What the task asks »
Reproduce the line that holds "target: tall grass" together with all the lines after it up to the end of the entries.

--- Start ---

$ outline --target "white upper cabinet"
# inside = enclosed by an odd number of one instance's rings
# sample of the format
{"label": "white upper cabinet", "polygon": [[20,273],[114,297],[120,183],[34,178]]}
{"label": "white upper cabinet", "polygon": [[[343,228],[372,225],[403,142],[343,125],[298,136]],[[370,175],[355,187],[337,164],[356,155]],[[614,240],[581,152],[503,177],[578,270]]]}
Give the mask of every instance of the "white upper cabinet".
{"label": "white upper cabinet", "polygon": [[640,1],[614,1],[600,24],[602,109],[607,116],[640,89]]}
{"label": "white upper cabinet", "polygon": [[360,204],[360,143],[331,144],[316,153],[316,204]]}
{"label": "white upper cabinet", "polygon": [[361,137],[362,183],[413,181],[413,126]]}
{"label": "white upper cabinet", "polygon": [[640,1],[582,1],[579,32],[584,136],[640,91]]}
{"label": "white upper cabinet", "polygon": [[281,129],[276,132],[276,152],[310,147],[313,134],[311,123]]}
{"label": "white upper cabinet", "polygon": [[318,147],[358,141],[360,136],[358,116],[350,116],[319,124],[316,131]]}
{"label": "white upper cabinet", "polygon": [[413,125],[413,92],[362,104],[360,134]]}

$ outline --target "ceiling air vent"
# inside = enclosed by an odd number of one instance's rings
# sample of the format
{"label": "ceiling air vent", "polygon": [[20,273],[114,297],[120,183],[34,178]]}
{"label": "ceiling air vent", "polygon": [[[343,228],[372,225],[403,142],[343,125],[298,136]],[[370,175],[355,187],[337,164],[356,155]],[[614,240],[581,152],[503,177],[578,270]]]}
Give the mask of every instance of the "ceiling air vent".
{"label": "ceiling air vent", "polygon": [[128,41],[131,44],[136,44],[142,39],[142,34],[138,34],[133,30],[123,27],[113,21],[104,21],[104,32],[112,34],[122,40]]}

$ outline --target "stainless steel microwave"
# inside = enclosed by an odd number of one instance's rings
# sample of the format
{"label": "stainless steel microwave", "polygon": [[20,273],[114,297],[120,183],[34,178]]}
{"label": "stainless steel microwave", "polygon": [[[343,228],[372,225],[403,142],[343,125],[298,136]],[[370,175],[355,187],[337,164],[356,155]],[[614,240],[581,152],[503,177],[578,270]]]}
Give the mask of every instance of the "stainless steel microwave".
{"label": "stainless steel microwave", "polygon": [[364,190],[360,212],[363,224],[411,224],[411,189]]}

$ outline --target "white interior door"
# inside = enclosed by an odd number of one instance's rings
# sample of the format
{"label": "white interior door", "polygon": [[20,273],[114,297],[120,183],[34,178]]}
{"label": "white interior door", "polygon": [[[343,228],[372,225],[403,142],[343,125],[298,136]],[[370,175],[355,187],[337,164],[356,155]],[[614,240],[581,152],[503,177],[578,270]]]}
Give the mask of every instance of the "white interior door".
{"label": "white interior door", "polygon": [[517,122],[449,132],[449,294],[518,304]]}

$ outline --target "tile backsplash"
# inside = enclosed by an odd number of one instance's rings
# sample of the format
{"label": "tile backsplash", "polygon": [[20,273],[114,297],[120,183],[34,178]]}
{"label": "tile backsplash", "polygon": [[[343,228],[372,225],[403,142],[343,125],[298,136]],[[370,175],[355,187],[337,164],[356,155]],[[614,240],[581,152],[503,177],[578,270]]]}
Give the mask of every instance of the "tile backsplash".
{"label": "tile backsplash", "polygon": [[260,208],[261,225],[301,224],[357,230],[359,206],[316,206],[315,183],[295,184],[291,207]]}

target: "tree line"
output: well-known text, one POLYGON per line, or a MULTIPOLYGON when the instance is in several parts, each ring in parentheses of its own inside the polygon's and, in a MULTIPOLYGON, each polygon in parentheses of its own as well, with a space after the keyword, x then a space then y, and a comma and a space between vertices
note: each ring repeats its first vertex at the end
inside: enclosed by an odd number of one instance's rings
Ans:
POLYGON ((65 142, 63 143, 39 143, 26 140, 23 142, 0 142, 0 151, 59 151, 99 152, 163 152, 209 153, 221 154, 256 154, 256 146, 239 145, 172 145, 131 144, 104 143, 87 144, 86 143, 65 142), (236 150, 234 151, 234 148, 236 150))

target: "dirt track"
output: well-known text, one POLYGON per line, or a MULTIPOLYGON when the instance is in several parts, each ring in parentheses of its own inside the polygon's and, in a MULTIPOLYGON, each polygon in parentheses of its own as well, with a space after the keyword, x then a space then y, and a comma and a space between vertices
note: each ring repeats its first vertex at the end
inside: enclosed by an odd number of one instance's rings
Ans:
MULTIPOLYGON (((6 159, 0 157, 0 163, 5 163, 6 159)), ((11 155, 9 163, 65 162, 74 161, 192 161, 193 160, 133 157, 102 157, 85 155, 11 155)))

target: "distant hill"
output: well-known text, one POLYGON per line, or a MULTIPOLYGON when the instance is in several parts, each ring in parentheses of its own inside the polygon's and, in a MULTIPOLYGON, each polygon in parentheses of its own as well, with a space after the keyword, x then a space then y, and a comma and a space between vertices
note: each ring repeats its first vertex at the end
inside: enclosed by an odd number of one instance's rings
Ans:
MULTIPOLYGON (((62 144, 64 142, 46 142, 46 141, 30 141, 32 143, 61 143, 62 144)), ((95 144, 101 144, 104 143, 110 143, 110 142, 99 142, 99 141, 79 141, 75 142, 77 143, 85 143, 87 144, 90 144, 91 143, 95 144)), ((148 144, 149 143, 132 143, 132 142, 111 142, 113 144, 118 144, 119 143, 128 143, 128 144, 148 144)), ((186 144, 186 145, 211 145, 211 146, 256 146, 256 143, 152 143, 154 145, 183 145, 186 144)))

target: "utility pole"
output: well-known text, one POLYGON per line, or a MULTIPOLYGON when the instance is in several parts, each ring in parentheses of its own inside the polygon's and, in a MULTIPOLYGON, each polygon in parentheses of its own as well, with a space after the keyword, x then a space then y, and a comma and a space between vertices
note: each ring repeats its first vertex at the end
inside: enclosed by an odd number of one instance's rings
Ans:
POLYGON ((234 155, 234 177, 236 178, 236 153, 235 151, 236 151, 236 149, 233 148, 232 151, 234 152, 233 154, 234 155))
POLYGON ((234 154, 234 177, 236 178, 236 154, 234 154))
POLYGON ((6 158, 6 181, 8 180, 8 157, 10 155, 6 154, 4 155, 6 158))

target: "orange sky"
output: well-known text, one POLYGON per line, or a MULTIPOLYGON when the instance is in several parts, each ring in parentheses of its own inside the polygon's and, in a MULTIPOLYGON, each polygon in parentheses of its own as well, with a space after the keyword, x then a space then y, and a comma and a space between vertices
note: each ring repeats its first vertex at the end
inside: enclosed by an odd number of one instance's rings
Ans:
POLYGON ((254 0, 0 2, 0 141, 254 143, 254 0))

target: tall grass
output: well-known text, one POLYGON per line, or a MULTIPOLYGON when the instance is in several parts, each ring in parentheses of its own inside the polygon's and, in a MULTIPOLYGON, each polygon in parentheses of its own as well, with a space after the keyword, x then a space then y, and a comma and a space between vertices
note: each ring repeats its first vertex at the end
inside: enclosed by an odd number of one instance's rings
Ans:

--- End ---

Correct output »
target: tall grass
output: well-known text, one POLYGON per line, or a MULTIPOLYGON when the instance is in several parts, each ring in parentheses of its own inside the polygon's and, in a MULTIPOLYGON, each polygon in parentheses of its own as well, with a space after the keyword, x then a space then y, and a comma and a space between vertices
note: each ring repeats its first vertex at the end
inside: enclosed by an odd number of one instance's rings
Ans:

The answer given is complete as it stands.